What this task involves —
Copy only what runs from the line containing "In this exercise you will mark the tree shadow" through the end of the material below, line for line, with both ends included.

Data —

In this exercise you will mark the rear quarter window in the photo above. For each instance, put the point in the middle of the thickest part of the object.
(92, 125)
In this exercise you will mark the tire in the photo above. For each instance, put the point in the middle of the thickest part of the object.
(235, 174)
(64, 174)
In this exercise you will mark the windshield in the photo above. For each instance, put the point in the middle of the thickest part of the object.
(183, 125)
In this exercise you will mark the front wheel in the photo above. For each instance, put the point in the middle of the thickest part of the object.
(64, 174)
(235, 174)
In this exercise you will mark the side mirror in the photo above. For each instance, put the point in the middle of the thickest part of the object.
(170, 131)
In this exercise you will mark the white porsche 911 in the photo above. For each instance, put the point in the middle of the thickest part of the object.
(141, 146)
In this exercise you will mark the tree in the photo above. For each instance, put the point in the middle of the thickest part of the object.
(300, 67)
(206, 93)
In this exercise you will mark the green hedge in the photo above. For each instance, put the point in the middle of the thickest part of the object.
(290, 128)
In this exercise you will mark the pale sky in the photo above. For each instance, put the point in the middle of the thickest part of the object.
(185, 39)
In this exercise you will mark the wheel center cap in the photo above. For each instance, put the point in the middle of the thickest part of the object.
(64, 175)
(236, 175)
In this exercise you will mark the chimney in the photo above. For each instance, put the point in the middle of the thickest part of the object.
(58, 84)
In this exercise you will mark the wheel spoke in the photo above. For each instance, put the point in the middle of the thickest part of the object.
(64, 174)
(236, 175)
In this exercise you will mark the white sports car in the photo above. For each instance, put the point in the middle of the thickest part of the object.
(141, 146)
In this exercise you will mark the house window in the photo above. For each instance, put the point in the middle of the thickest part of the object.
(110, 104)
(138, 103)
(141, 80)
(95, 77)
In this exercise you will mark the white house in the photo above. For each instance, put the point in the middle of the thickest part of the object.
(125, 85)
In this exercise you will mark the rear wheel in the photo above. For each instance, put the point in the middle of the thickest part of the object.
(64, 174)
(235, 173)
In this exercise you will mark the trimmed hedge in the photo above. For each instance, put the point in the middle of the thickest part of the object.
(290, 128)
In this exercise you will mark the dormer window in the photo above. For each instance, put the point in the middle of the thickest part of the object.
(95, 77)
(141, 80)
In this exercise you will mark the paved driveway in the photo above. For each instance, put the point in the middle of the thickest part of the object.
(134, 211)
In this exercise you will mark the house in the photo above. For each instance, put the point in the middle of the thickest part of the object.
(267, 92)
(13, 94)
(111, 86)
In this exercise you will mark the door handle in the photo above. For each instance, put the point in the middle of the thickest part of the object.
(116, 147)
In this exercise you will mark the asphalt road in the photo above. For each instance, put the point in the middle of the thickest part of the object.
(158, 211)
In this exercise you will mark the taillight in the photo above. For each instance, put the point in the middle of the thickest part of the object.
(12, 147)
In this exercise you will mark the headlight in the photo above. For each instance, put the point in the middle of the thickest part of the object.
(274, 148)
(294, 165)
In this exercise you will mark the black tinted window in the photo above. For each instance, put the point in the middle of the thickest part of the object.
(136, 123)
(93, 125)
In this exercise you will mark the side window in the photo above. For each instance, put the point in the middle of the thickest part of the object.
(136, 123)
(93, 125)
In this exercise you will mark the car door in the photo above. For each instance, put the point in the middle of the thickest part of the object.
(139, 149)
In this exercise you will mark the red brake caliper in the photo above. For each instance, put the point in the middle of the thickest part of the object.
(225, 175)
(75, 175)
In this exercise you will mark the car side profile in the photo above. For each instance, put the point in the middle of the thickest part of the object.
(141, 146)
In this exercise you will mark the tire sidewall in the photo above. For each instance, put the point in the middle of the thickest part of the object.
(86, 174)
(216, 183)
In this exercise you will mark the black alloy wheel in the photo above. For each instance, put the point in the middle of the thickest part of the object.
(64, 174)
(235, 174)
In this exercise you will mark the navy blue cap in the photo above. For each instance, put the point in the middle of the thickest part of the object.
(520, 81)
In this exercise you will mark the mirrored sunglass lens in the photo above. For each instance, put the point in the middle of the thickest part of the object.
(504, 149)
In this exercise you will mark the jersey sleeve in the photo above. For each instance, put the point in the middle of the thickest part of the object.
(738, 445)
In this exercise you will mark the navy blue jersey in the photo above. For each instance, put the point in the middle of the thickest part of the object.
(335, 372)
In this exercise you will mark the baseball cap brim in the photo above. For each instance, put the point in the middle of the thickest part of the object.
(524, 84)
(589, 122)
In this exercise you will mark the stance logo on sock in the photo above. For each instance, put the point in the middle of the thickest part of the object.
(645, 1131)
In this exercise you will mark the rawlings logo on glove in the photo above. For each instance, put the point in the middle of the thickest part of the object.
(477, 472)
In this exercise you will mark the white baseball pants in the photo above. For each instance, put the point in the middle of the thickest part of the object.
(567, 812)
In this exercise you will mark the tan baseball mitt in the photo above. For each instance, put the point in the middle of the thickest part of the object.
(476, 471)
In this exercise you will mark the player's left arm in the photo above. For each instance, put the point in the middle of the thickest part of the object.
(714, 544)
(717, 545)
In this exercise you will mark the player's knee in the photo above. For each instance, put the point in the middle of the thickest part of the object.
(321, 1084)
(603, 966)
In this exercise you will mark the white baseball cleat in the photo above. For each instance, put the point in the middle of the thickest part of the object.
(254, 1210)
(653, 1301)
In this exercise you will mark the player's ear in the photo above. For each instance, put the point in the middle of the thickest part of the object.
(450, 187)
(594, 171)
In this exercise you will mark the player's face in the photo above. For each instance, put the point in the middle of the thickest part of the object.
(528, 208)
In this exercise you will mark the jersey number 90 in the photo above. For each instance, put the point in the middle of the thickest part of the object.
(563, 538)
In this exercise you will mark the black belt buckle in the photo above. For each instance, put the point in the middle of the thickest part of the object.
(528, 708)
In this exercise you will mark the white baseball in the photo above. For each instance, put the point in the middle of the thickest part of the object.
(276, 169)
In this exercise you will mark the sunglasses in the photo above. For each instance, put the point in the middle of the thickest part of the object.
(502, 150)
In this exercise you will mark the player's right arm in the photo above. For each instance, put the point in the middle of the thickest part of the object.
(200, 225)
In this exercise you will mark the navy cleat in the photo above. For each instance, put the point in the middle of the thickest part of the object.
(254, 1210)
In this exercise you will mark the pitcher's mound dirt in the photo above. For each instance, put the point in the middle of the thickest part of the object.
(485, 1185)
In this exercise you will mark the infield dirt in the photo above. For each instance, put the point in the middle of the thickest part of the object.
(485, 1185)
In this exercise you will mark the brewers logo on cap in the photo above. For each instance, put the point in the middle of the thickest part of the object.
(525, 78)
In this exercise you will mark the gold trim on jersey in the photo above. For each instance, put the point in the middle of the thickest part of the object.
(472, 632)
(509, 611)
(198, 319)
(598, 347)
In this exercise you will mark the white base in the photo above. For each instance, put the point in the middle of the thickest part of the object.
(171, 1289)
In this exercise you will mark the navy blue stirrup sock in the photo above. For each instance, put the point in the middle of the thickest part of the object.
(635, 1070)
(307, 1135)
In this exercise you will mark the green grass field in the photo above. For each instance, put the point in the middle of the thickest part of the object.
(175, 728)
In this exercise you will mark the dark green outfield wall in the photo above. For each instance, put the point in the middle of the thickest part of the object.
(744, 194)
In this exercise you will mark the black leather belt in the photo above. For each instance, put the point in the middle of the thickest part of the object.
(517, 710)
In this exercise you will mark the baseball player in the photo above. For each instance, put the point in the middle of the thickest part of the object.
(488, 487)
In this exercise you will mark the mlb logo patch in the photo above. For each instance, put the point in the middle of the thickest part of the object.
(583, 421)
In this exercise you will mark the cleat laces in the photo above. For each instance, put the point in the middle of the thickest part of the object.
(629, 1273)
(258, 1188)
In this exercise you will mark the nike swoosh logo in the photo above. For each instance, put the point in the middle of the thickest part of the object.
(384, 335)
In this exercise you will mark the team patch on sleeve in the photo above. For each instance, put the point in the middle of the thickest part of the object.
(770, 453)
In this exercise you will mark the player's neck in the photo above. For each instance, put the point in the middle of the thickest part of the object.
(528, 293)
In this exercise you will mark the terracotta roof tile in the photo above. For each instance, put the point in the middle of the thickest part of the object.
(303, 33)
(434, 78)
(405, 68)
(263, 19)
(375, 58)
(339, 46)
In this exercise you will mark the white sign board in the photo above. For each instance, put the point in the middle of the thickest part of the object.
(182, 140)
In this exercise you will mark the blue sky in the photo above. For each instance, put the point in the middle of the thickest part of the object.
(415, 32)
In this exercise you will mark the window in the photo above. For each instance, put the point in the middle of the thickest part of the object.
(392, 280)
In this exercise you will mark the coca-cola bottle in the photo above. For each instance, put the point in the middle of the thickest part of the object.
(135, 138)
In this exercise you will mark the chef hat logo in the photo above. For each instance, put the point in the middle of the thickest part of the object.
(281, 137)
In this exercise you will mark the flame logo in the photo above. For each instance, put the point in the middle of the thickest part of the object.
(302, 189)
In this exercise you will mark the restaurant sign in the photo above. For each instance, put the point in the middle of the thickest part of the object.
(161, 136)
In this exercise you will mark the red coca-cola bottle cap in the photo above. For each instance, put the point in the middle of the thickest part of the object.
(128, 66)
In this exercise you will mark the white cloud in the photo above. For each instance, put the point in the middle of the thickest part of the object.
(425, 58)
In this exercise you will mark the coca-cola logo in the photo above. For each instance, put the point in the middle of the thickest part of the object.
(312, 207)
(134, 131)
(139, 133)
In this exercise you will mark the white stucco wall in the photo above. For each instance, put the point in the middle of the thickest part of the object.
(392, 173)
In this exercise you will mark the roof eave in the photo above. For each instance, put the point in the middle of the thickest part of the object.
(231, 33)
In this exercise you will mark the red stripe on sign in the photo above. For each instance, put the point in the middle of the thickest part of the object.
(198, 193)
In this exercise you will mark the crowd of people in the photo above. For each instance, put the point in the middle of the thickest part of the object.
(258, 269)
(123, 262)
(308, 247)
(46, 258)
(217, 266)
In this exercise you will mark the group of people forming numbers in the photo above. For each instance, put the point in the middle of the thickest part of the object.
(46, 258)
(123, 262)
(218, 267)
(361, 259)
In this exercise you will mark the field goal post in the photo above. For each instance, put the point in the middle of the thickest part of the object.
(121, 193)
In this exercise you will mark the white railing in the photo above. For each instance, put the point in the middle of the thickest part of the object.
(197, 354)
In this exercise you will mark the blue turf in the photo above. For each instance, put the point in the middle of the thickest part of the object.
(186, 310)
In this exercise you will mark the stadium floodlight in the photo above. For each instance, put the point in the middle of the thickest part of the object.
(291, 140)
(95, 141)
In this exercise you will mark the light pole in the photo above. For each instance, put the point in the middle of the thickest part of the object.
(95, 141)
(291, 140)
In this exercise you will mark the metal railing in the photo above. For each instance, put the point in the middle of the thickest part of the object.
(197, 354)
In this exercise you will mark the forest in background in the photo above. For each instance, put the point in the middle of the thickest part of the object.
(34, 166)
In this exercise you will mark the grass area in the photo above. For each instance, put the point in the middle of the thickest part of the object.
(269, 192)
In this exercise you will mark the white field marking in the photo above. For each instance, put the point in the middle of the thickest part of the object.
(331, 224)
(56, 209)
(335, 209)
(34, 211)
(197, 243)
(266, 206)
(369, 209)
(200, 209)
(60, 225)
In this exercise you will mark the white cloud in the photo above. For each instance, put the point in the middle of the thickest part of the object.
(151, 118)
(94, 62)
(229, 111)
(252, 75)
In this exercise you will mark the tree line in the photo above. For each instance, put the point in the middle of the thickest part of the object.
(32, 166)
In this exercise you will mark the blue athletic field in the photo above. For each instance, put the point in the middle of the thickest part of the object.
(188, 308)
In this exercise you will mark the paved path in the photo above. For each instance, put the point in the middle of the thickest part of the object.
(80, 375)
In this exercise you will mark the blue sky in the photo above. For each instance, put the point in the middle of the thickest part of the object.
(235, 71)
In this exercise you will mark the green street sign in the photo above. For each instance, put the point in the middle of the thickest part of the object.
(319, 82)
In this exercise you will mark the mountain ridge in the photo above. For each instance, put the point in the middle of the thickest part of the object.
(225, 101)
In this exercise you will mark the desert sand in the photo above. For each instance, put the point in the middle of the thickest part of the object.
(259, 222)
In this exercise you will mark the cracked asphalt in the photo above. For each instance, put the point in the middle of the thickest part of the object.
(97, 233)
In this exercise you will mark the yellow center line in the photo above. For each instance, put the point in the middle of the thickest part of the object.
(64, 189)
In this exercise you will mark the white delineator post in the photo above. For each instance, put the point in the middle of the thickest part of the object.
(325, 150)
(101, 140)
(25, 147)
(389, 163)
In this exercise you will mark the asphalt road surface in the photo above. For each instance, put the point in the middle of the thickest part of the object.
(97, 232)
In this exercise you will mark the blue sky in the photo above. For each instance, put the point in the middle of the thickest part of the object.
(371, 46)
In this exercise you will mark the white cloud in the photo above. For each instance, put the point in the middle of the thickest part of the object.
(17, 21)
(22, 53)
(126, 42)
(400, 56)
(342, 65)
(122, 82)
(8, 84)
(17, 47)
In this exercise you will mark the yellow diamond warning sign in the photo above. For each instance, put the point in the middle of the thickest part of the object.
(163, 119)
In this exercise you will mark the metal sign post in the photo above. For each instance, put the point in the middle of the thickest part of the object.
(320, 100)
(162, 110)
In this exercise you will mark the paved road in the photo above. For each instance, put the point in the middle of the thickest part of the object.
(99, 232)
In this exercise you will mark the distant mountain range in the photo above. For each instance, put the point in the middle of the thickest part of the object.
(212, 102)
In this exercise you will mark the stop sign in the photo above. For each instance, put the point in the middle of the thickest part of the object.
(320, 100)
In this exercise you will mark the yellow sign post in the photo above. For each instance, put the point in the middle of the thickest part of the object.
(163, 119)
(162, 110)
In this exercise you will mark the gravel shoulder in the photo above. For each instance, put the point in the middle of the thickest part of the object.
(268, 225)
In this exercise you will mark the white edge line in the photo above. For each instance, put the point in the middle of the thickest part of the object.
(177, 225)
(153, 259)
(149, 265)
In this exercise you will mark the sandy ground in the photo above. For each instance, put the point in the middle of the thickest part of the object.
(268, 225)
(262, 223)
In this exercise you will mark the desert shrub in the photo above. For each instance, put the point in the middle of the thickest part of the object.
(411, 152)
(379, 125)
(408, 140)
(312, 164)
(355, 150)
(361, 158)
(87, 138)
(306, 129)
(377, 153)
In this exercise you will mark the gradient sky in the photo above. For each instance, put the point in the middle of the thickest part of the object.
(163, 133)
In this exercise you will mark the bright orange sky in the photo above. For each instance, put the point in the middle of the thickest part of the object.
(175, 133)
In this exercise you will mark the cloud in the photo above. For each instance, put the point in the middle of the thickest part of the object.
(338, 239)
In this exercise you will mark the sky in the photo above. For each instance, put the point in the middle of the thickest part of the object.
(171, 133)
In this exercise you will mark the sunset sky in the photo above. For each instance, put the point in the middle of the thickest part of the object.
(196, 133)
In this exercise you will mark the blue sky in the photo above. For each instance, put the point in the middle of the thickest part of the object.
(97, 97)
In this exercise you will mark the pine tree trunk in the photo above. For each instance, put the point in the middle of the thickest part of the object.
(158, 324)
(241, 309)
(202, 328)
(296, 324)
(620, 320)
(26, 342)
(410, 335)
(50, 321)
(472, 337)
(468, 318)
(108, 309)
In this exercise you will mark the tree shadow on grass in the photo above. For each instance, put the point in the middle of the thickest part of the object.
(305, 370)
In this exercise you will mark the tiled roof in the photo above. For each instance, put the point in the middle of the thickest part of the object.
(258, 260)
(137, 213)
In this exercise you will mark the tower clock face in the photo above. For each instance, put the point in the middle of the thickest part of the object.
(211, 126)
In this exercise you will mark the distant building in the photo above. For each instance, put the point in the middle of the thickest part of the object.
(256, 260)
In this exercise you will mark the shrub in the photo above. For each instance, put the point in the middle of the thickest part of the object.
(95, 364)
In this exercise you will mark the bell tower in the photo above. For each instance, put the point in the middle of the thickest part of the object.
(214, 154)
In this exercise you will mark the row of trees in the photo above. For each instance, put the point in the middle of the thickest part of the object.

Written reply —
In this exercise you will mark the tree shadow on grass in the photo above. For each instance, put the point in the middle of the thickest part of the object.
(305, 370)
In this exercise you will mark the tiled roof in the photo above. For each instance, put the point in the middle of the thickest part of the object.
(258, 260)
(137, 213)
In this exercise you will mark the tower clock face in the photo above. For each instance, put the point in the middle of the thickest part of the object.
(211, 126)
In this exercise you will mark the distant building in the photo above. For each instance, put the point in the middle of the thickest part of the object.
(256, 260)
In this exercise you will mark the shrub in the photo above. For each instance, put the point in the middle of the thickest part of the object.
(95, 364)
In this exercise you will mark the bell tower in the photo above. For each instance, put the point in the middle of the thickest part of the object.
(214, 154)
In this exercise you will mark the row of trees in the photo above. For each instance, put the point in the middle of the thickest part of the object.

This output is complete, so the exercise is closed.